- SET TASK -
Repeat the lines from the one containing "Locate every instance of the down" through the last line of the data, exactly, pictures omitted.

════

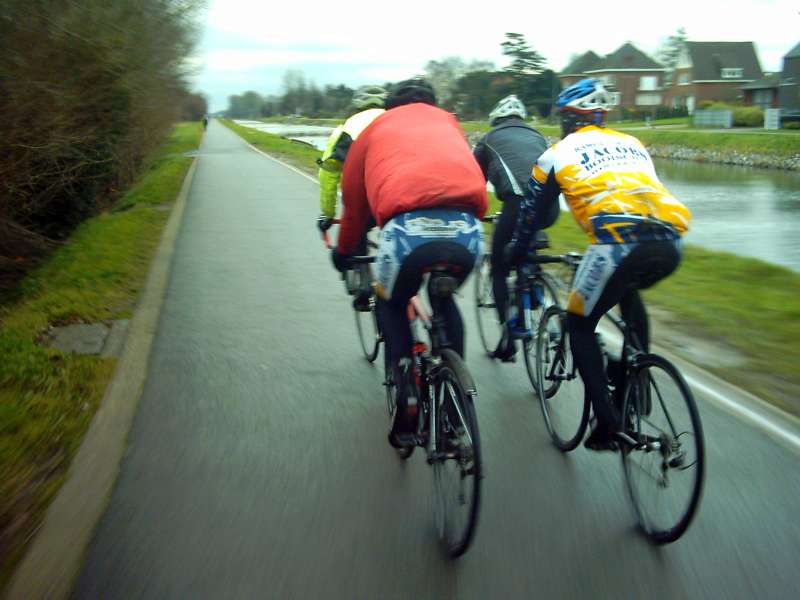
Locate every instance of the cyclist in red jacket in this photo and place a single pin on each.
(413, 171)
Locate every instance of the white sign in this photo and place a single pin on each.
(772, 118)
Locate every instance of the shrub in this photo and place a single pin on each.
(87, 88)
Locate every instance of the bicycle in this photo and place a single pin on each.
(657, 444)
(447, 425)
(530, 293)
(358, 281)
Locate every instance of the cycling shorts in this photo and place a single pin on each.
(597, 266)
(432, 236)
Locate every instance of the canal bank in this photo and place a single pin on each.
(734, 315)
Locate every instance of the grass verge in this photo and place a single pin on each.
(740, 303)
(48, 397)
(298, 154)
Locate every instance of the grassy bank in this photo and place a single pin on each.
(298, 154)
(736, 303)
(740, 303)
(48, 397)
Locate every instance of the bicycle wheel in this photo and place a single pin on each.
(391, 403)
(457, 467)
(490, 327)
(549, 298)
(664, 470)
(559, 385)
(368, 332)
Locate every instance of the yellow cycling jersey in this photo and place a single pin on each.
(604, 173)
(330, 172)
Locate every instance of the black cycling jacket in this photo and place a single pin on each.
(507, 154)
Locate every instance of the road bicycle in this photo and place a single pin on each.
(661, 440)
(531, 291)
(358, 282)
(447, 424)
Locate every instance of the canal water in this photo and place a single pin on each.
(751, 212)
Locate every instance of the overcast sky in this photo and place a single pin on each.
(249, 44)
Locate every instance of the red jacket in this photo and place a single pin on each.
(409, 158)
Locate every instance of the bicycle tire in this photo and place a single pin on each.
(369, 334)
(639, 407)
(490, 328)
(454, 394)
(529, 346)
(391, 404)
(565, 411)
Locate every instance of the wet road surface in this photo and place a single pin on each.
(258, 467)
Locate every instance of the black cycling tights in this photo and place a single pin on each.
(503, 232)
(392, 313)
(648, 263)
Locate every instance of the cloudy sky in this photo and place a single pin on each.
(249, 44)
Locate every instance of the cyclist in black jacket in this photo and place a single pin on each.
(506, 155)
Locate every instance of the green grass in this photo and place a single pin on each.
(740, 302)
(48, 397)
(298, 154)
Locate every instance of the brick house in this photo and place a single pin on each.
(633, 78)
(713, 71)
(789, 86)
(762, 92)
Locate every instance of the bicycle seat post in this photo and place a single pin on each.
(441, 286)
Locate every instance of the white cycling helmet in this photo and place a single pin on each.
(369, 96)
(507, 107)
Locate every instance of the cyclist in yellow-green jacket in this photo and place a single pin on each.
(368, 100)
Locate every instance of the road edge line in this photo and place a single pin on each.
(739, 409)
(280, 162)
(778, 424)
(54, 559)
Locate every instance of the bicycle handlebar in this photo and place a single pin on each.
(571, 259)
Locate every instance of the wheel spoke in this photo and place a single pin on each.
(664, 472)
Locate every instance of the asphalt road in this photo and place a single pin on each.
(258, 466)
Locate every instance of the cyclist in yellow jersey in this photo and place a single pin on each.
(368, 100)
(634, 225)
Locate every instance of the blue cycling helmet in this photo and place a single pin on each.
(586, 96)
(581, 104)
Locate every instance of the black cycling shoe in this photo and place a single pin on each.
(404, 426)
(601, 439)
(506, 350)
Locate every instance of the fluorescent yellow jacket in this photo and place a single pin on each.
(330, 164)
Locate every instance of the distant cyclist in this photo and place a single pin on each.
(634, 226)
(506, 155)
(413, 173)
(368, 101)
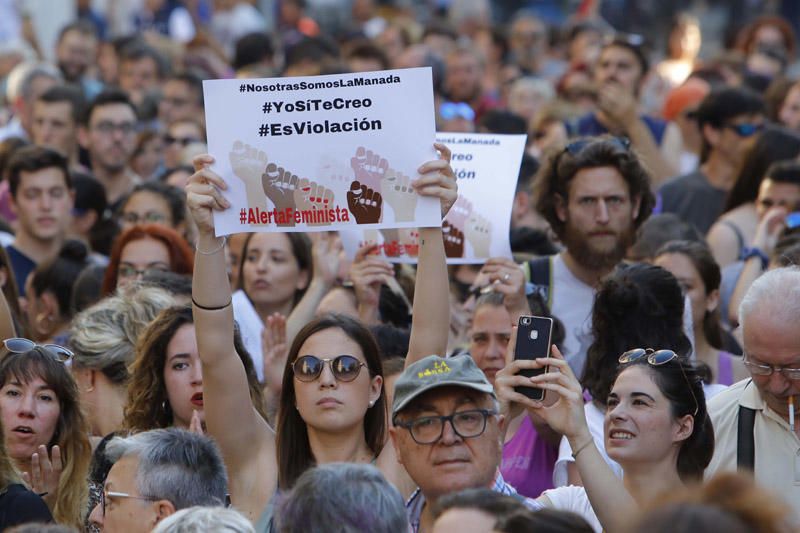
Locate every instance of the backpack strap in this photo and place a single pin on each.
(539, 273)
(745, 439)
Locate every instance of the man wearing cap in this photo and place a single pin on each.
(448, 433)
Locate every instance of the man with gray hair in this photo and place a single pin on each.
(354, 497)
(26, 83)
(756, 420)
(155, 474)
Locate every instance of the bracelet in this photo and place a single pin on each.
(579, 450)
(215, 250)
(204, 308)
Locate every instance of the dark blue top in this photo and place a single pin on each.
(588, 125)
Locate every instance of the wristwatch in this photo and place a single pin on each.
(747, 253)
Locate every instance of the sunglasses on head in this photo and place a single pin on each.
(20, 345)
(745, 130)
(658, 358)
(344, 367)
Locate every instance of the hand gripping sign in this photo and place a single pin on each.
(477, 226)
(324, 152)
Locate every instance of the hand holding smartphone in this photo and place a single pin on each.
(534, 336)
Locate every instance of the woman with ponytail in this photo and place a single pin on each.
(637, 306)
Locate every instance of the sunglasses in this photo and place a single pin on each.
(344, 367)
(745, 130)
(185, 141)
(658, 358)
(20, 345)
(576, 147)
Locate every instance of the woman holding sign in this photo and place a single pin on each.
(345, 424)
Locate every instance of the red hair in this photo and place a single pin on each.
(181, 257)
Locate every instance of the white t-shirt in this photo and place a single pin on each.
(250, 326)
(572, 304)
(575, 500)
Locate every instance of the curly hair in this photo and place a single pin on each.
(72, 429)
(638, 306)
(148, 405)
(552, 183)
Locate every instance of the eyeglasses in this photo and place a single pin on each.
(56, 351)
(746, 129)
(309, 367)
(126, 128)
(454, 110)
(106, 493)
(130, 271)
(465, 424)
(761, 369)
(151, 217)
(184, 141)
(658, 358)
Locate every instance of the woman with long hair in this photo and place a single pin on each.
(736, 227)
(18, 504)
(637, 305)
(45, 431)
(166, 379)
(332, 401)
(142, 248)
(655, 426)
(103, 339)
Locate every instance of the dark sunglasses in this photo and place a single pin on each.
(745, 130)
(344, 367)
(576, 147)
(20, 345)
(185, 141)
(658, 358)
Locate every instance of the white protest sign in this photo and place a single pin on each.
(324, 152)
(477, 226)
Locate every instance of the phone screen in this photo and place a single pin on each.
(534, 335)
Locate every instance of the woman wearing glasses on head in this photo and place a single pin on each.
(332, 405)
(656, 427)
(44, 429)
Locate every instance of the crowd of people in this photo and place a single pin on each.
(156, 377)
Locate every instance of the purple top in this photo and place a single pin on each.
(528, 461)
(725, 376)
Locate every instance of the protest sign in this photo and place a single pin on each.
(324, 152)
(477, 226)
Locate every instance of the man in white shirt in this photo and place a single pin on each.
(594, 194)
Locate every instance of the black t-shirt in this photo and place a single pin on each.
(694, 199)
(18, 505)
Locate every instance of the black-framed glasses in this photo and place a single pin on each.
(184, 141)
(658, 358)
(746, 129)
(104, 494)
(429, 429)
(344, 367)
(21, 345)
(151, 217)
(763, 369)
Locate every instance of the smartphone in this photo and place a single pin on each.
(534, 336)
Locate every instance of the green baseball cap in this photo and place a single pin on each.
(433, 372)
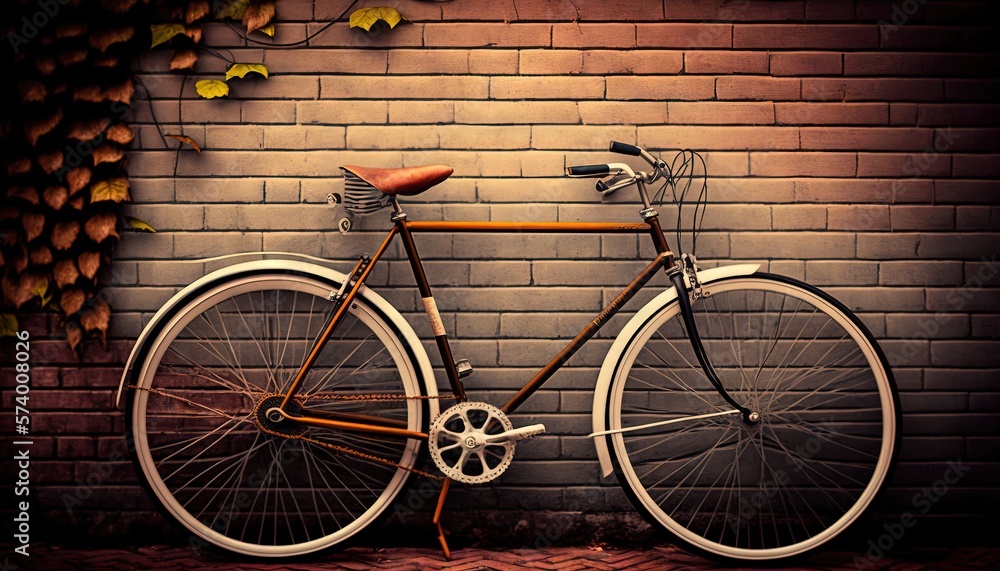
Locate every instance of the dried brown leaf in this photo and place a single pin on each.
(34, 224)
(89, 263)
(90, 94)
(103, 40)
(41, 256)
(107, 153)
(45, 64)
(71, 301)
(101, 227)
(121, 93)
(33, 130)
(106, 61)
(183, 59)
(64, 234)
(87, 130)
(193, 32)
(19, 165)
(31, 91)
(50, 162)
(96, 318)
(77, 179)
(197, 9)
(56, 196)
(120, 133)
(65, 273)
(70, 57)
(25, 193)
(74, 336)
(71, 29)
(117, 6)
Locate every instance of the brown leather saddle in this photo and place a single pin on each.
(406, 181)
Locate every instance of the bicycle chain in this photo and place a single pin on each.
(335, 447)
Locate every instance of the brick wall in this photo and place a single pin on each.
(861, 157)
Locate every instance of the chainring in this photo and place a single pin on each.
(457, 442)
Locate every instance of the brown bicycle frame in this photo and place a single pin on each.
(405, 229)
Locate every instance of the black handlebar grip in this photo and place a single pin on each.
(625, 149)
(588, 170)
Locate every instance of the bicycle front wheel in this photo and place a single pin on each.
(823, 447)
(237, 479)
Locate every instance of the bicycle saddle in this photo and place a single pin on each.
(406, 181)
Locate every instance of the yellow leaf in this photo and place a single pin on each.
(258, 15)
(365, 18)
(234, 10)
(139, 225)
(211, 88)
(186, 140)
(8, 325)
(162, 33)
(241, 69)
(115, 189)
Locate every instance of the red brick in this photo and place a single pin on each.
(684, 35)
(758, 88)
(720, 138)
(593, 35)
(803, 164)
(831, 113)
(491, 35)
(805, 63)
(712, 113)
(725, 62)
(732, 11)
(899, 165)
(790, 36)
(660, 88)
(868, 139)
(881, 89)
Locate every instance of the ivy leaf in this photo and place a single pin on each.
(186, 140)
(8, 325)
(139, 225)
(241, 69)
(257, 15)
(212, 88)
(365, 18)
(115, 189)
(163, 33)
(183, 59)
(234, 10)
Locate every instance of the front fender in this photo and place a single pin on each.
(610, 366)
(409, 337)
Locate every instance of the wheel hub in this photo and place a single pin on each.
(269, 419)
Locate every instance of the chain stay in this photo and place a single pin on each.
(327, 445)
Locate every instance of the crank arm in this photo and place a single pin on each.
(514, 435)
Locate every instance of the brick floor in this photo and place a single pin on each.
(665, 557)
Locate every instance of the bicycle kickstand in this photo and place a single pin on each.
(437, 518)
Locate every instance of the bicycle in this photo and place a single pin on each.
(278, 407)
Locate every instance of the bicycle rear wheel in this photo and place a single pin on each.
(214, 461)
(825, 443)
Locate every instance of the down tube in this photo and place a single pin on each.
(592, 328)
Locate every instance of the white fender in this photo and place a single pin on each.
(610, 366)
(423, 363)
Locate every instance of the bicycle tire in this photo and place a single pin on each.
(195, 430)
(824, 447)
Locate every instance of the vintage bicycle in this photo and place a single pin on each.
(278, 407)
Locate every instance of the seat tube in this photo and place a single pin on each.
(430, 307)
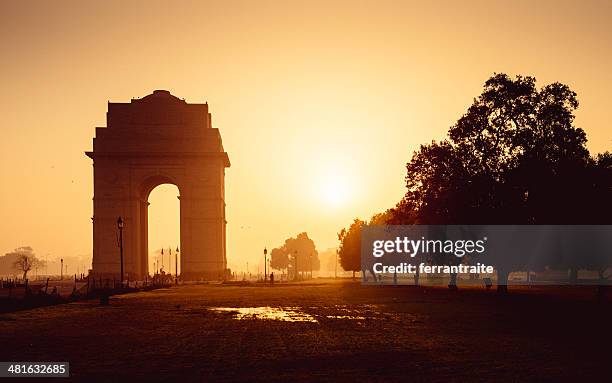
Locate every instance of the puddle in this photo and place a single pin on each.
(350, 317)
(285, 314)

════

- TASK RESPONSE -
Locate every instance of the down tube in this photo and place a single pin on each.
(592, 328)
Locate every instance of the white fender in this photo and place a single pin on each.
(610, 366)
(423, 363)
Locate every instance of the bicycle tire in this photo and place a single pin on each.
(195, 430)
(824, 447)
Locate every instance of the vintage bicycle in this photo and place a single pin on each.
(278, 407)
Locate every instance of the seat tube in this photo and place a single pin on each.
(430, 307)
Locate every instance of the puddle in this photo and place a single pin on each.
(350, 317)
(285, 314)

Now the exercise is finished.